**Your tasks**
1. From the forum thread on finding a module's sub-modules, return the passage that begins at the words "I think you" and stops after the words "or package's contents.".
2. In the forum thread on finding a module's sub-modules, what name does the poster suggest for the list of sub-module names?

### Document passage

Finding a module's sub modules at runtime

J

Joshua J. Kugler

[If this is documented somewhere, please just point me there. I googled on
the terms that made sense to me, and didn't find anything.]

So, I have:

ModTest
__init__.py
AModule.py
BModule.py
CModule.py

All works fine. However, when I import ModTest, I would like it to discover
and store the names of the modules beneath it, and construct a list, say
mod_list, that I can access later to find the names of the sub-modules in
this module. Kind of setting __all__ at run time, I guess (yes, I'm aware
of the case caveats).

I figured __init__.py coudl take its own __path__ and walk the directory to
find all .py files other than __init__.py, but that seemed hackish. Is
there an "official" way to do this? Or a better way?

To give "context:" all the modules will have classes that have the same
name, same methods etc. One of the modules will be picked depending on
which implementation is needed.

Thanks!

j
 
K

kyosohma

[If this is documented somewhere, please just point me there. I googled on
the terms that made sense to me, and didn't find anything.]

So, I have:

ModTest
__init__.py
AModule.py
BModule.py
CModule.py

All works fine. However, when I import ModTest, I would like it to discover
and store the names of the modules beneath it, and construct a list, say
mod_list, that I can access later to find the names of the sub-modules in
this module. Kind of setting __all__ at run time, I guess (yes, I'm aware
of the case caveats).

I figured __init__.py coudl take its own __path__ and walk the directory to
find all .py files other than __init__.py, but that seemed hackish. Is
there an "official" way to do this? Or a better way?

To give "context:" all the modules will have classes that have the same
name, same methods etc. One of the modules will be picked depending on
which implementation is needed.

Thanks!

j

I think you need to research how to create documentation. When I
import a module/package, I can then type help(moduleName) and it'll
give me the module or package's contents.

######
### Extracted data

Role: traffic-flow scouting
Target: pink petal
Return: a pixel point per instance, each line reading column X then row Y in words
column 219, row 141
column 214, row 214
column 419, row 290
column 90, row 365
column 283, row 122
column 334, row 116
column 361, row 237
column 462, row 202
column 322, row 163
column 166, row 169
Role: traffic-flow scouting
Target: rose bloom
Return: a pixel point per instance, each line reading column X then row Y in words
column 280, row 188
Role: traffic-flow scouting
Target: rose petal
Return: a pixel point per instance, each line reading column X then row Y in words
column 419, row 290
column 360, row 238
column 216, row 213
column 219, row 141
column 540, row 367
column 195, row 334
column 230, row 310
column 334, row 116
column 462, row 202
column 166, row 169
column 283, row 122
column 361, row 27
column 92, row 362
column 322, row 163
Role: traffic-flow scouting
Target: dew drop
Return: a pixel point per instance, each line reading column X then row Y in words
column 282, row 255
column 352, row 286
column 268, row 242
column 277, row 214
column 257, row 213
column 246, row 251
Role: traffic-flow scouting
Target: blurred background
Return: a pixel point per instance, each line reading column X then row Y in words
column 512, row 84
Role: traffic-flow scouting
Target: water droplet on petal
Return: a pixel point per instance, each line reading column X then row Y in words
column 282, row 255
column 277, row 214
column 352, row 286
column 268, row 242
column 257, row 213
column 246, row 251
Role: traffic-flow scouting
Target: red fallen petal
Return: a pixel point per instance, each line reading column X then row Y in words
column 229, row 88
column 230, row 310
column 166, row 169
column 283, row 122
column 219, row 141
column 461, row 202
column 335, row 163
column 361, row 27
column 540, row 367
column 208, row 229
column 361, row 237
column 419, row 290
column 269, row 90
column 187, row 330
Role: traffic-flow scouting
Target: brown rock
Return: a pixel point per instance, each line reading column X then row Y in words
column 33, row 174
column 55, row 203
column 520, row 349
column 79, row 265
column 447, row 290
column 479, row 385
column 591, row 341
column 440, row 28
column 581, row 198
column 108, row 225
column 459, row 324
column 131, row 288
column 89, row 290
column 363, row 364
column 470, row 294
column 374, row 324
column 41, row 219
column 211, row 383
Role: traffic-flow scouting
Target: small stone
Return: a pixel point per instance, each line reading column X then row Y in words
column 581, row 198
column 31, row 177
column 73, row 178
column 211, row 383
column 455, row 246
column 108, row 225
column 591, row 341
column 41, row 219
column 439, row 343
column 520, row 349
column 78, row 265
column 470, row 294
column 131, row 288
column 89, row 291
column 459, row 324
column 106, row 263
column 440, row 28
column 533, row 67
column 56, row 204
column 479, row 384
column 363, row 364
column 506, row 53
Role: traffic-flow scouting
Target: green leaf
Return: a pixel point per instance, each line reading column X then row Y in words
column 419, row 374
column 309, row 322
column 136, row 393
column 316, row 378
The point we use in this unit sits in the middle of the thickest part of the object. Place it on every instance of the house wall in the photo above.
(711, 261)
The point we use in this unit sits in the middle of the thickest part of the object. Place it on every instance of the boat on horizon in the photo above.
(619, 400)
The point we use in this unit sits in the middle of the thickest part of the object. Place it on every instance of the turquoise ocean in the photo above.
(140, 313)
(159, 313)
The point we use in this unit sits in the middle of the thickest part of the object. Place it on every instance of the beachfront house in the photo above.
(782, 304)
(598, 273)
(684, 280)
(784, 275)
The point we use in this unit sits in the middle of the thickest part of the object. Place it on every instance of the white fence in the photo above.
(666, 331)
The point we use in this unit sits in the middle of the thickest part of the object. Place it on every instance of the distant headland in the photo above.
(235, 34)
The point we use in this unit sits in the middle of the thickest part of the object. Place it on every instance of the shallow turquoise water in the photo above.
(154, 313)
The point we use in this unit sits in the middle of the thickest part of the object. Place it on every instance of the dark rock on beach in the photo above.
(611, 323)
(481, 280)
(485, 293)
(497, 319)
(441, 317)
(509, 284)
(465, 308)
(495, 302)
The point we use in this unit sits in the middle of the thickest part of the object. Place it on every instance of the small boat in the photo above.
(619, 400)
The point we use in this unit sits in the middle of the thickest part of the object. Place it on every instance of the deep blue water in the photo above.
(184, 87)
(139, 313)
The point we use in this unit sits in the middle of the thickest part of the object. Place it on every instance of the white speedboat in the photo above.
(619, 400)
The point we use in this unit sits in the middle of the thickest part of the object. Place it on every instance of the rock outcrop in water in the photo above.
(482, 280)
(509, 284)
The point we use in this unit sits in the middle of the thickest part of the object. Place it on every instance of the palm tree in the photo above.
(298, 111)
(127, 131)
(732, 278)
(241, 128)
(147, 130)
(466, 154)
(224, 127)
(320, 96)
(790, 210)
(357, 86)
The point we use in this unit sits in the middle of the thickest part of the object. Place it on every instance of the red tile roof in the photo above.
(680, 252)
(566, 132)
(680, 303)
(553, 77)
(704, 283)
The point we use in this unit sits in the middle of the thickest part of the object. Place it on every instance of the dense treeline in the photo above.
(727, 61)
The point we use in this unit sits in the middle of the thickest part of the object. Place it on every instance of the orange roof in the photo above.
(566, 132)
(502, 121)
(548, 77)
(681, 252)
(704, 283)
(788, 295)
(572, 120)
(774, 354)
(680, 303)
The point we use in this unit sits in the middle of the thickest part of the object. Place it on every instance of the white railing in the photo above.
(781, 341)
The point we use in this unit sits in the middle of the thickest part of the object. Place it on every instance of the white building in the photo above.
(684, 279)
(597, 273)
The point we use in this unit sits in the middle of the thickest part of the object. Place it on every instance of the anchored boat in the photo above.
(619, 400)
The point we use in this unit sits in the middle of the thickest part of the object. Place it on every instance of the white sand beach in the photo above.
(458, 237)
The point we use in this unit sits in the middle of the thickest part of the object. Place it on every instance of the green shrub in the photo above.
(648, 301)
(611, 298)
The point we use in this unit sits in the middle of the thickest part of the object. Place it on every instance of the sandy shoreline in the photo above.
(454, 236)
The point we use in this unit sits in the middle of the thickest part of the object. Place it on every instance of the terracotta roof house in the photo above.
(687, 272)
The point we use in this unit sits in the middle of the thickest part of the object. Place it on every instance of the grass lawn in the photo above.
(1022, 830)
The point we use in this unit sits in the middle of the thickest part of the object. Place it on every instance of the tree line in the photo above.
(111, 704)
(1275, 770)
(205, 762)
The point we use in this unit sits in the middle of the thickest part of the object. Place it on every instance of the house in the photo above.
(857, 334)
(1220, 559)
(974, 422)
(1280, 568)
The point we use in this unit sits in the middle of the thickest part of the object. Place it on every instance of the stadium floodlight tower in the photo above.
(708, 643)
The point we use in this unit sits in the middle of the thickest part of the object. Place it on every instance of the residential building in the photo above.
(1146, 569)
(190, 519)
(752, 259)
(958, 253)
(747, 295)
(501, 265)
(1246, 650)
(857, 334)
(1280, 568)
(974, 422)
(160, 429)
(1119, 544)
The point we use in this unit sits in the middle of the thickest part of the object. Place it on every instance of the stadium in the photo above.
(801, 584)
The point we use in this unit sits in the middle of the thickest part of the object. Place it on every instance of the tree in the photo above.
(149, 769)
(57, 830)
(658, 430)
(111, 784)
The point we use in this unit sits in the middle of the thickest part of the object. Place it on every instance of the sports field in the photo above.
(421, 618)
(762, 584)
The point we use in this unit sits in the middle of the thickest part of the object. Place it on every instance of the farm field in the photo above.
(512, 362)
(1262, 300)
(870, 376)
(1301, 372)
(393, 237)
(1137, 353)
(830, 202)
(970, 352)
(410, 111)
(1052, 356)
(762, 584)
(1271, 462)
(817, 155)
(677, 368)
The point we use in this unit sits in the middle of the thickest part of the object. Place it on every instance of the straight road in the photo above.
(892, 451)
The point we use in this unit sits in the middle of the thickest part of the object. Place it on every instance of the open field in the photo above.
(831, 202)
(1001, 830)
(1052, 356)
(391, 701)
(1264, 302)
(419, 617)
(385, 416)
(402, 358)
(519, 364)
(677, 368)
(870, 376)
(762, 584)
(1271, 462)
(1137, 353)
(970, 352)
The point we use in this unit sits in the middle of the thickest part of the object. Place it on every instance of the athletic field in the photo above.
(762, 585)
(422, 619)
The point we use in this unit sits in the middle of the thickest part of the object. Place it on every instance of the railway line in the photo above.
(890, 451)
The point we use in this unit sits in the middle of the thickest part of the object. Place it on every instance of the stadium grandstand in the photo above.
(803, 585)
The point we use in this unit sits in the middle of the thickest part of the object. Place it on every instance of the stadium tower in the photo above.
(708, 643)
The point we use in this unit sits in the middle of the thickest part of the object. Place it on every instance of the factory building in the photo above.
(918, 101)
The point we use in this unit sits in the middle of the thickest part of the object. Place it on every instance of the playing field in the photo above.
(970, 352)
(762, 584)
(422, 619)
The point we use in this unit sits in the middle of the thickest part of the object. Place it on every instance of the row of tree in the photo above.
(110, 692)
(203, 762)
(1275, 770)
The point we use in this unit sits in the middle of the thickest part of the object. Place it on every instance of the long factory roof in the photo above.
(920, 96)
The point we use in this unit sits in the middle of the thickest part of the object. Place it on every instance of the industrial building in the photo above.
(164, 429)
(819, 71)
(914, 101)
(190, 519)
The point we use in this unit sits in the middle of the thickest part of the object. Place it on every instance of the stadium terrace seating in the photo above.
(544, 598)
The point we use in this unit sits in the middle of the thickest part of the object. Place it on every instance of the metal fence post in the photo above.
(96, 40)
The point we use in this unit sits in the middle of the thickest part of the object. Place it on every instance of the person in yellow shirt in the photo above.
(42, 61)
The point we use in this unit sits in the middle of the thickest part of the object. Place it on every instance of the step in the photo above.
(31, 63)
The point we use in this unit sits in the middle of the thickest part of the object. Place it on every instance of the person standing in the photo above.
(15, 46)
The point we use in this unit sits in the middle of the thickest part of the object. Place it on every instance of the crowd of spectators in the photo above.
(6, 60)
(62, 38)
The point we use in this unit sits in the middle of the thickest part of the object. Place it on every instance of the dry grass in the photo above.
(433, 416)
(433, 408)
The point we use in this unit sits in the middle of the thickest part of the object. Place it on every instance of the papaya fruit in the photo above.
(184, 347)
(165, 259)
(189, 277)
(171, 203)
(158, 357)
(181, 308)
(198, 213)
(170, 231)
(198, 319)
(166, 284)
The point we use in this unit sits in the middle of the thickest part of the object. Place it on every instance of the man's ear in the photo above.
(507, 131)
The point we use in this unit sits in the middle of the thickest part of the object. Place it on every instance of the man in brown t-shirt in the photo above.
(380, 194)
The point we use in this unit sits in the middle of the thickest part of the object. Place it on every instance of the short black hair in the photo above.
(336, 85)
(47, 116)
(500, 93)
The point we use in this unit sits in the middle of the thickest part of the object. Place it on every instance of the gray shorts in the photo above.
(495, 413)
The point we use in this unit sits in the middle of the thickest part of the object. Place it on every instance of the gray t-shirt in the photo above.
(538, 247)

######

**Outputs for the tasks**
1.
I think you need to research how to create documentation. When I
import a module/package, I can then type help(moduleName) and it'll
give me the module or package's contents.

2. mod_list